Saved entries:

★ ★ ★ ★ ★ ★ ★

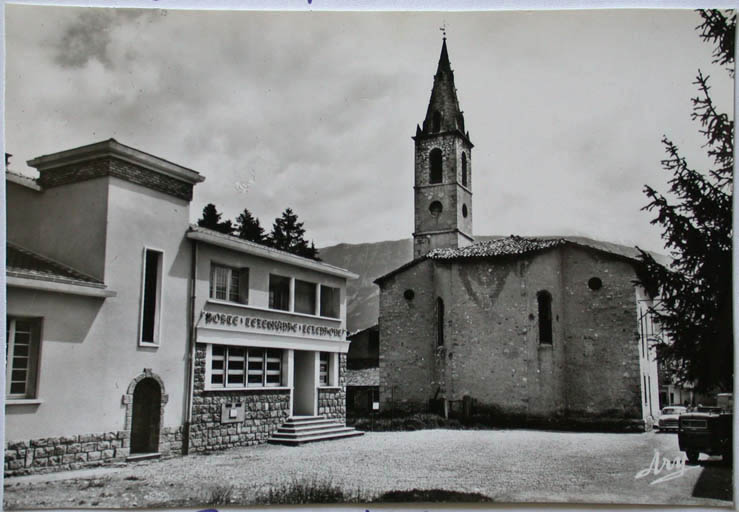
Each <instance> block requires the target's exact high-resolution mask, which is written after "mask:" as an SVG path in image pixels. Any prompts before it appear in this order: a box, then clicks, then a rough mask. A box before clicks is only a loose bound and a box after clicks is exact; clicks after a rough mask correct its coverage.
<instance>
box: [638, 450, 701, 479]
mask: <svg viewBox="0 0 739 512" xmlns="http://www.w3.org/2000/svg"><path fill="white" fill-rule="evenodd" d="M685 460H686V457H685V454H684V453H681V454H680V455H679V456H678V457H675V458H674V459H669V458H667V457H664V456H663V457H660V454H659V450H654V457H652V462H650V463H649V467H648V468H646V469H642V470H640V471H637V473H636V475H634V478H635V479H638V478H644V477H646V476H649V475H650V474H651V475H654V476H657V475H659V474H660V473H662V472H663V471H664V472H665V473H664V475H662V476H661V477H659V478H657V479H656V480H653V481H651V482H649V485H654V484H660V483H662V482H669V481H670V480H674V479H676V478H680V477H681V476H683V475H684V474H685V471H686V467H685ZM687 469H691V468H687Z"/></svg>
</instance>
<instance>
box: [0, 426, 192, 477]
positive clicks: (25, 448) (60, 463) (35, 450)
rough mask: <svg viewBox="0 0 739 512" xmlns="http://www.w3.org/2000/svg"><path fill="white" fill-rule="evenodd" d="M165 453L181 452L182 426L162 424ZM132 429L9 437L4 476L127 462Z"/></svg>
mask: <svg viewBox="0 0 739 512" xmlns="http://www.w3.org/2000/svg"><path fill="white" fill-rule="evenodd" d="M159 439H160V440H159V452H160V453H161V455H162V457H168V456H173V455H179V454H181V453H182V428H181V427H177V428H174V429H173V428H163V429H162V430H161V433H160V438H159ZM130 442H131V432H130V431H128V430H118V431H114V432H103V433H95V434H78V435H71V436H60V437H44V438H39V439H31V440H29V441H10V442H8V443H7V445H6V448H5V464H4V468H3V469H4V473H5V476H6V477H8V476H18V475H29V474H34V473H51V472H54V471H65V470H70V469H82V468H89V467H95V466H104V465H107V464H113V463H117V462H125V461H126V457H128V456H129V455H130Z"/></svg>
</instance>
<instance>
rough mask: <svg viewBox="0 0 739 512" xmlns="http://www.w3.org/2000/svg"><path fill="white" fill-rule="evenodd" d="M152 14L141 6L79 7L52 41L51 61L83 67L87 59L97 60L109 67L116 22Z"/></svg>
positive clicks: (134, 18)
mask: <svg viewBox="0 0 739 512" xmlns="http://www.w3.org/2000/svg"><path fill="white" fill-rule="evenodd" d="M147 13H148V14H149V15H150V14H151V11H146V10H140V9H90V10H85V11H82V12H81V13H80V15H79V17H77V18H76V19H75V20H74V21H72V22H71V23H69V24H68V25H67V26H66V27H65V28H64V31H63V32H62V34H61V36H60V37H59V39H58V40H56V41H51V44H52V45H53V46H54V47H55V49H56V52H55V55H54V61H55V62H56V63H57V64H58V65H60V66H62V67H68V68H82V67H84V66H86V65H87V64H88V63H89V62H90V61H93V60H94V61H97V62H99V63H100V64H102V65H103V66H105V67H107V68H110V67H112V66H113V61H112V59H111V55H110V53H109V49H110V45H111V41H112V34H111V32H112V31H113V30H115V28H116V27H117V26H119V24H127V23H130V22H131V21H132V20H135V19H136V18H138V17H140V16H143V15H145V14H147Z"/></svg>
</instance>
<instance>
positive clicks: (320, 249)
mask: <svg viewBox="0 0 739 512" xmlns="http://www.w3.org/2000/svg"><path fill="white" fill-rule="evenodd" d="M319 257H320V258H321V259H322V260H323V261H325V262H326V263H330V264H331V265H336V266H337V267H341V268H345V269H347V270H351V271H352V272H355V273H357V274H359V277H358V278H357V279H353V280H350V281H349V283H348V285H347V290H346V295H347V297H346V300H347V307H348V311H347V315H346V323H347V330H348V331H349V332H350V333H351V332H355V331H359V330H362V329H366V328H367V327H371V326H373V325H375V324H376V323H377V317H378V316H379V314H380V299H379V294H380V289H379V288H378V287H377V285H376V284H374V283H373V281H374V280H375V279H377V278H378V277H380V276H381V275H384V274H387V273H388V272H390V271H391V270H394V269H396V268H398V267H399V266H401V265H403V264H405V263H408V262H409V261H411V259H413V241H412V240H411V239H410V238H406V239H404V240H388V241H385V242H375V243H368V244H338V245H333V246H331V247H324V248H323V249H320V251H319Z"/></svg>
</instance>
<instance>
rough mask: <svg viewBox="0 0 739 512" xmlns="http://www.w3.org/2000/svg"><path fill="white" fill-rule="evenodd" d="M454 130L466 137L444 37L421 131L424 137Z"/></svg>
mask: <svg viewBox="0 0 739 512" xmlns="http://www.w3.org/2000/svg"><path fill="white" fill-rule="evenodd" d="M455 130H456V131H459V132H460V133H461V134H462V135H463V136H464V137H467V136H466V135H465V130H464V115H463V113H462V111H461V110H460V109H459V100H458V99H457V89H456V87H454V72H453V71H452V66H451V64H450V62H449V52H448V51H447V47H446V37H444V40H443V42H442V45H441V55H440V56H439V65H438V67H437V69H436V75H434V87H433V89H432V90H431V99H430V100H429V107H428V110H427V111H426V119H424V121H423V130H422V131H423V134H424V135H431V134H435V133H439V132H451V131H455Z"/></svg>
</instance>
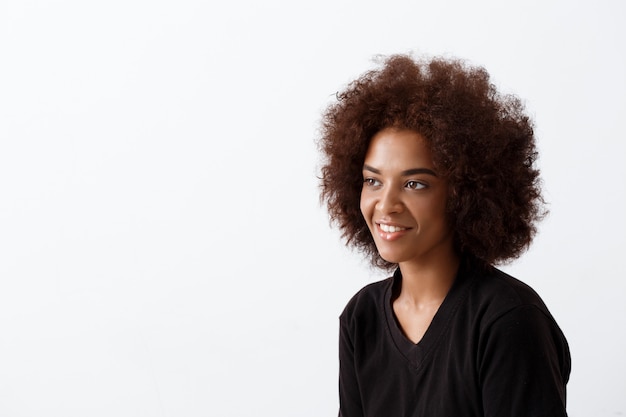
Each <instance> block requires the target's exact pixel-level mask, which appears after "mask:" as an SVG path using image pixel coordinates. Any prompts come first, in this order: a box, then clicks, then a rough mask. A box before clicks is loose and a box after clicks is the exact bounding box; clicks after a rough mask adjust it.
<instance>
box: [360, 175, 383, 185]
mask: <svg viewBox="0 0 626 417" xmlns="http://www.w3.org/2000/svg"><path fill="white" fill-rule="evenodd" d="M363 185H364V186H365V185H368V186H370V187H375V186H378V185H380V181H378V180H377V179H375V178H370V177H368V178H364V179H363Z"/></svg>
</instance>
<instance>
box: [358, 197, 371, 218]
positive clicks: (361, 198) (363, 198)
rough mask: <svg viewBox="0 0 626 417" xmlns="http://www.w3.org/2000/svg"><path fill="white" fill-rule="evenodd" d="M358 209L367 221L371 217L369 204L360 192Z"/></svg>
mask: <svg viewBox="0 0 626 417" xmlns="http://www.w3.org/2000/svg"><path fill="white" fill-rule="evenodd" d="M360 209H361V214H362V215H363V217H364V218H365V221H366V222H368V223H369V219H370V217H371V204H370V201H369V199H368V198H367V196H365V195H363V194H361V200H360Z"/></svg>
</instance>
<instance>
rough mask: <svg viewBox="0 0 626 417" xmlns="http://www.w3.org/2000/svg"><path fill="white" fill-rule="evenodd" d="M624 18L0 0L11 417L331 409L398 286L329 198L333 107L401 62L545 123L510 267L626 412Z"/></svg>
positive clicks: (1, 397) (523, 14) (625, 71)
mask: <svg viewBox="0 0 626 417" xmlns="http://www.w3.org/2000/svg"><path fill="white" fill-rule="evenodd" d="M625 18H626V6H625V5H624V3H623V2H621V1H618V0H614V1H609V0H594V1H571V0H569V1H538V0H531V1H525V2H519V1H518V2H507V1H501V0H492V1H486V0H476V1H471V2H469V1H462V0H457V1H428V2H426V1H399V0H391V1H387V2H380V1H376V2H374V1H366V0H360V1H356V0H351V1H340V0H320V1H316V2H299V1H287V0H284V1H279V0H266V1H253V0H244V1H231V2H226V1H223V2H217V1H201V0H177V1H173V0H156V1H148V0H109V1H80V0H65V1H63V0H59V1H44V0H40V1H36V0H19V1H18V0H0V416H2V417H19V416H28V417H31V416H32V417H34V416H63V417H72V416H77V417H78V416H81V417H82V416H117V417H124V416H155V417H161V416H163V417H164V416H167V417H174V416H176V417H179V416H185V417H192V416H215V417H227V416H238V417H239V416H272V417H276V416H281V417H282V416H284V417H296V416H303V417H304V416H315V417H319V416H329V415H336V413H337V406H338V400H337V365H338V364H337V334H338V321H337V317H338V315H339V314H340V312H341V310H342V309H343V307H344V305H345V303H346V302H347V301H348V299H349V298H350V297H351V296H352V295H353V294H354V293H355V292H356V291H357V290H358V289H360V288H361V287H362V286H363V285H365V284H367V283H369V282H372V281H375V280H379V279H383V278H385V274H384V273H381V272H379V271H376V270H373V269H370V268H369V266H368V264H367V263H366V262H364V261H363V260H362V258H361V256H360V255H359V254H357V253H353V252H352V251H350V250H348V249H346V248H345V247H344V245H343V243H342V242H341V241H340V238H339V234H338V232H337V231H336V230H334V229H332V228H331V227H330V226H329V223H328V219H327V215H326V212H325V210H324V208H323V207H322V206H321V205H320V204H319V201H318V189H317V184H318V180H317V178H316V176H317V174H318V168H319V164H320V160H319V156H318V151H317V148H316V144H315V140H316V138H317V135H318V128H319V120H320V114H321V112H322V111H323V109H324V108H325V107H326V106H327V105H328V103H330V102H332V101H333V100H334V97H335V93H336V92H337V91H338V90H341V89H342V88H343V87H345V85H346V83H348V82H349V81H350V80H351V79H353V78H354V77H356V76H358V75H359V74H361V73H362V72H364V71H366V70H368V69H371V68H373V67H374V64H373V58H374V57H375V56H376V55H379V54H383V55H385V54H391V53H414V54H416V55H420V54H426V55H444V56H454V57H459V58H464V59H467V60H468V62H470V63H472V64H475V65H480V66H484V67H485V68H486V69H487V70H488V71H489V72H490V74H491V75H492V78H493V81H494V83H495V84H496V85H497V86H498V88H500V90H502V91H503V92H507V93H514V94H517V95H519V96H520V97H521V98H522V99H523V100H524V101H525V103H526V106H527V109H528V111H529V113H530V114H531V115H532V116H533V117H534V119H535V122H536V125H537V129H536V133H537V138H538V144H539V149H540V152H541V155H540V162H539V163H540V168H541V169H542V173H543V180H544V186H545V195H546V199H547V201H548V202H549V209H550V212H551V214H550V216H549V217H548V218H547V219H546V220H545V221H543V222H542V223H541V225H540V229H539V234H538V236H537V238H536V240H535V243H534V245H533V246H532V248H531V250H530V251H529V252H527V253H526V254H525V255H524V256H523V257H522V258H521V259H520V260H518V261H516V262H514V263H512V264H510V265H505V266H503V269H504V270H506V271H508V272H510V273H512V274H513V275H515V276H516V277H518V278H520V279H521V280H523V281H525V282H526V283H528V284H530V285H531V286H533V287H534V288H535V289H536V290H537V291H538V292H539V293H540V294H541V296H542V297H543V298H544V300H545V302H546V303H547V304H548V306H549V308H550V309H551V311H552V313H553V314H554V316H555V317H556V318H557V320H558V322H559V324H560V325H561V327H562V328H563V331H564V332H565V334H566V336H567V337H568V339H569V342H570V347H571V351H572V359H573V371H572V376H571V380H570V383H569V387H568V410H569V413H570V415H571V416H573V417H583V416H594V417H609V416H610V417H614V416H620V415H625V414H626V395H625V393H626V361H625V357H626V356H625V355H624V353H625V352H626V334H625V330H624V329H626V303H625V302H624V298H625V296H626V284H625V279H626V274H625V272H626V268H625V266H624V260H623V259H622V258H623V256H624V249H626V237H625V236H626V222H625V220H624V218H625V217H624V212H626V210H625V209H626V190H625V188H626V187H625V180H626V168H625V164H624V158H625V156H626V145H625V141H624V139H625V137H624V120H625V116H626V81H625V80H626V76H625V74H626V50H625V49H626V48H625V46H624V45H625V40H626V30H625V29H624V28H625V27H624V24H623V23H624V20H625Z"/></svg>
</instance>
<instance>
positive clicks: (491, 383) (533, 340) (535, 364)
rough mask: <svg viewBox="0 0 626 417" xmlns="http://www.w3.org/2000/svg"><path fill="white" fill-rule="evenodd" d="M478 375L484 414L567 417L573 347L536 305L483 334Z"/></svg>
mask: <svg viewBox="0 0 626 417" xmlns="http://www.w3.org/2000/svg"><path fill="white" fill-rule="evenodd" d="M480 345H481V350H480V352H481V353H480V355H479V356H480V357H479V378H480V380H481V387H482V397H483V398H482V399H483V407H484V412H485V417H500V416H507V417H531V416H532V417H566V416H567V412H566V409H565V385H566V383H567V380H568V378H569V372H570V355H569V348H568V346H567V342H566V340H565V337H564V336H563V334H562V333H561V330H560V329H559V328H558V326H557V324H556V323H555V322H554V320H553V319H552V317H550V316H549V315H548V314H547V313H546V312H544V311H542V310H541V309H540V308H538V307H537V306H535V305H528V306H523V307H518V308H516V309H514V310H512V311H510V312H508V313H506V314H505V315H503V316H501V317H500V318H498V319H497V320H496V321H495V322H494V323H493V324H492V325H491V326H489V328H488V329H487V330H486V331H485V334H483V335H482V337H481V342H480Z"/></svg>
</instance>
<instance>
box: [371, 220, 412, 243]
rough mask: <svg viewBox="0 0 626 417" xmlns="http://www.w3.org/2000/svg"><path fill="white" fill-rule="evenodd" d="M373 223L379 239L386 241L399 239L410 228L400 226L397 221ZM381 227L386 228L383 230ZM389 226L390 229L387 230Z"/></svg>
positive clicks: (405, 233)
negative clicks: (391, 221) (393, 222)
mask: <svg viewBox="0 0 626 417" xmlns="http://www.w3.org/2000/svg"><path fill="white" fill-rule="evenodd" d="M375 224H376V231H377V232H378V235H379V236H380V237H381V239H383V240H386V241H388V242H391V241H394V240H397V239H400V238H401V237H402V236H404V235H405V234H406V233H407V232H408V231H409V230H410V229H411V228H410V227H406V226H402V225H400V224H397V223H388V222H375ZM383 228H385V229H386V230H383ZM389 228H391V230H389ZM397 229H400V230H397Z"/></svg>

★ ★ ★ ★ ★ ★ ★

### What needs to be done
Update the records from their start through the line that contains "box: [638, 450, 701, 479]" by replacing "rough mask" with "coarse mask" and changing nothing else. Give back only those lines, and leave the pictures out.

### Response to the task
Each <instance> block requires the target's exact high-resolution mask, which is written after "mask:" as an SVG path in image pixels. Any prompts before it appear in this order: a box, then clicks, then a coarse mask. A box before clicks is only a loose bound and a box after clicks is exact; clicks after a coarse mask correct its coverage.
<instance>
box: [638, 450, 701, 479]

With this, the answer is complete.